Prompt
Rewrite the lines below with "upper-left" replaced by "top-left" and nothing else changed, leaving the pictures out.
┌──
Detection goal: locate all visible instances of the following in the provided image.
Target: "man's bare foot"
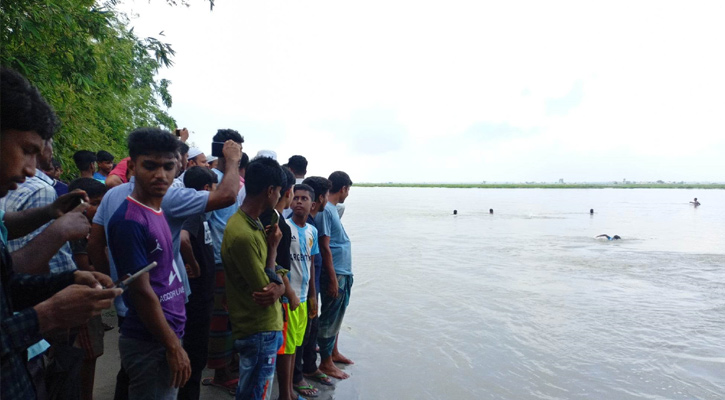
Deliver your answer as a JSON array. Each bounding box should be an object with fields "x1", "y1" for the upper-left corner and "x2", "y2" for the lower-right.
[
  {"x1": 332, "y1": 353, "x2": 355, "y2": 365},
  {"x1": 320, "y1": 358, "x2": 350, "y2": 379}
]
└──
Exercise output
Detection goal: locate all visible instances of the following in the provided image.
Target: "man's bare foot"
Deliver your answer as a JSON array. Each bounding box should be an object with fields "x1", "y1" for the top-left corner and "x2", "y2" for the lower-right.
[
  {"x1": 332, "y1": 353, "x2": 355, "y2": 365},
  {"x1": 320, "y1": 358, "x2": 350, "y2": 379}
]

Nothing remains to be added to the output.